■ **Source passage**:
Deep-Rooted Crisis: The Syndicate Shadow over Malaysia’s Labour Market for Bangladeshi Workers 

6 മിനിറ്റ് വായിച്ചു
By Md. Delwar Hossain (Dhaka Bureau) 
The vital manpower export sector of Bangladesh, a cornerstone of the South Asian nation’s foreign currency earnings, is once again reeling from the prolonged closure of the Malaysian labour market. As the doors have remained shut since May 2024, migration experts, industry leaders, and key stakeholders are urgently calling on the Bangladeshi government to adopt sustainable, long-term strategies to dismantle deep-rooted recruitment syndicates and pave the way for a transparent reopening of the market.
For over a decade and a half, the migration corridor between Dhaka and Kuala Lumpur has been plagued by corruption allegations, structural manipulation, and monopolistic practices. While Malaysia successfully recruits migrant workers from 14 other source nations- including Nepal and the Philippines- without major disruptions, Bangladesh stands out as the solitary country where systemic ‘syndication’ repeatedly forces market closures.
A History of Disruption
According to sector sources, the bilateral labour trade has been suspended three times in the last 15 years alone due to recruitment-related controversies. The market was abruptly closed in 2008, reopened after a long hiatus in 2016, suspended again in 2018, revived in 2022, and ultimately shuttered once more in May 2024.
This cyclic instability has not only severely dented Bangladesh’s remittance inflows but has also left tens of thousands of aspiring, impoverished migrant workers in deep financial distress.

■ **Data provided**:
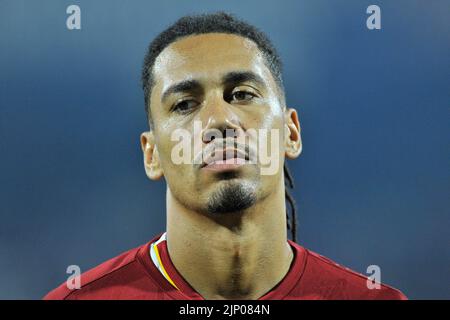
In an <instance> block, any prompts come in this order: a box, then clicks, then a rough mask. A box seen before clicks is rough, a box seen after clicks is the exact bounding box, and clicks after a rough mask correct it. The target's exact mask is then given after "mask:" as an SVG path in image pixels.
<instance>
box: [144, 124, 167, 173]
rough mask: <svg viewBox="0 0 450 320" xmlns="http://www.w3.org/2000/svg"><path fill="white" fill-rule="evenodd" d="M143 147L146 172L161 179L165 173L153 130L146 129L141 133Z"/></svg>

■ **Directions for this task**:
Resume the article above on recruitment syndicates and the Malaysian labour market for Bangladeshi workers, picking up right after its last sentence.

■ **Written answer**:
The Mechanism of Exclusion
Leaders of the Bangladesh Association of International Recruiting Agencies (BAIRA) argue that the root cause of this persistent failure lies in the artificial restriction of the market. Unlike other labor-sending nations where all licensed agencies are permitted to operate freely, the
Bangladesh-Malaysia route has been repeatedly monopolized by a select group of agencies, commonly referred to as the ‘Syndicate.’
Speaking to Pressenza, Mohammad Fakhrul Islam, former Joint-Secretary General-1 of BAIRA, expressed his frustration over the discriminatory nature of the recruitment system. ‘It is very painful that when the other 14 source countries, including Nepal and the Philippines, always kept all of their recruiting agencies open for sending workers to Malaysia, only in the case of Bangladesh, syndications are formed every time. Why?’ Islam questioned.
BAIRA leaders have squarely pointed the blame at Malaysian-based businessman Datuk Seri Aminul Islam bin Abdul Nor (widely known as Dato Amin) and the Foreign Workers Centralised Management System (FWCMS) operated by his company, Bestinet. Critics allege that this centralized digital system has been weaponized to create restrictive conditions that facilitate and shield corrupt recruitment cartels.
‘We have sent an urgent letter to the Expatriates’ Welfare and Overseas Employment Minister, Ariful Haque Chowdhury, requesting immediate action to remove the root causes of further syndication for the survival of the market,’ Fakhrul Islam revealed, urging the interim
administration to ensure a level playing field for all licensed agencies.
The Human Cost of Cartels
The financial consequences of these syndicates on vulnerable migrants are devastating. Industry insiders reveal that past cartels generated massive illicit profits by inflating migration costs exponentially. While the government sets a strict, affordable cap on recruitment fees, the syndicates routinely charge the workers multiple times the official rate.
To afford these exorbitant fees, thousands of rural workers have been forced to sell ancestral lands, take out high-interest loans from local usurers, or mortgage their families’ futures- only to find themselves trapped in debt bondage or, worse, stranded without jobs when the market abruptly closes.
Beyond Diplomacy: The Need for Structural Overhaul
Migration analysts emphasize that resolving this deep-seated crisis requires far more than routine, high-level diplomatic meetings or superficial agreements.
Dr. Tasnim Siddiqui, Executive Director of the Refugee and Migratory Movements Research Unit (RMMRU), told Pressenza that the issue must be elevated to a national priority status. She stressed that the government must pursue a comprehensive, long-term strategy focused on structural transparency to guarantee a stable, exploitation-free, and sustainable labor market.
Echoing these concerns, migration analyst Asif Munir stated that dismantling these entrenched transnational networks demands rigorous investigative cooperation between Dhaka and Kuala Lumpur.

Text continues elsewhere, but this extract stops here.